### RECORDS SHOWN
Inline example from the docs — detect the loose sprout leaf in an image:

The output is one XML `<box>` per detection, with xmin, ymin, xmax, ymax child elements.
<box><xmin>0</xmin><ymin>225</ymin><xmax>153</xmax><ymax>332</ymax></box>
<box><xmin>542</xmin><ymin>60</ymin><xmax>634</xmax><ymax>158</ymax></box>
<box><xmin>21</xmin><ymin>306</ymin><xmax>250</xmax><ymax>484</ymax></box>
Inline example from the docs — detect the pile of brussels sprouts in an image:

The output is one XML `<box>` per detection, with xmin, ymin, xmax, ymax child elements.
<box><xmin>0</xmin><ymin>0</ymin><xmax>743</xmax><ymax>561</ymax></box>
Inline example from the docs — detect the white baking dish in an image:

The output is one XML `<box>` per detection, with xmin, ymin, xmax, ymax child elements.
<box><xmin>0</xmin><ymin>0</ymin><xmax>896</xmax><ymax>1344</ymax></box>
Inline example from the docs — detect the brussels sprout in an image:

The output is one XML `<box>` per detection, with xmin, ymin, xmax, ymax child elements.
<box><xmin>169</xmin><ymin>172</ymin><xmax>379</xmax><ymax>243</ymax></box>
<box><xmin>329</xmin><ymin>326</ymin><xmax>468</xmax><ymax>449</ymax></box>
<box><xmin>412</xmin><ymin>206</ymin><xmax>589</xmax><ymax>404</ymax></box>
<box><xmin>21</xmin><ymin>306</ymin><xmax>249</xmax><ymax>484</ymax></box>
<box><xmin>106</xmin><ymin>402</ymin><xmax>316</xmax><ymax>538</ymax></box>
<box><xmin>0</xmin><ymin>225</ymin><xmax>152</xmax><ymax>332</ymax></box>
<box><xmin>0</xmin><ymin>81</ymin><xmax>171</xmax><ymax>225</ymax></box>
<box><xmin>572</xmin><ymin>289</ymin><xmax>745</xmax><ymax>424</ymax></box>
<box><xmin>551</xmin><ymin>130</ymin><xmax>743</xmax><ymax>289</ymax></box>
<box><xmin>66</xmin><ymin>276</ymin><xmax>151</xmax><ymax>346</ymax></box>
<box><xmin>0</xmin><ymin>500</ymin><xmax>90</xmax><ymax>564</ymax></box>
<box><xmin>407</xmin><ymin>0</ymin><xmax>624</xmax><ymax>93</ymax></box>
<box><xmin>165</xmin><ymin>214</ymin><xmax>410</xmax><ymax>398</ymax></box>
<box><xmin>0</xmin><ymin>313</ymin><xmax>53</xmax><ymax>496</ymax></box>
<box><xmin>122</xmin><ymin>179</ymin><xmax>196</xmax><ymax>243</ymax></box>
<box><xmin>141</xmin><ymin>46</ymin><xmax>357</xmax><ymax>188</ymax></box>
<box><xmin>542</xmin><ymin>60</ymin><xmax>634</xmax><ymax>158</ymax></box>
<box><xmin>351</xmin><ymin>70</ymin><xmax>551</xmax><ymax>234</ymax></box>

### TASK STATEMENT
Report every line in the rows above that contains the word "example", copying each such line in full.

### FULL ANSWER
Inline example from the docs — detect the loose sprout leaf in an image:
Inline example from the docs — detect the pile of brussels sprouts in an image:
Inline example from the docs — detect the white baking dish in an image:
Inline example from the docs — detect the brussels sprout in an image:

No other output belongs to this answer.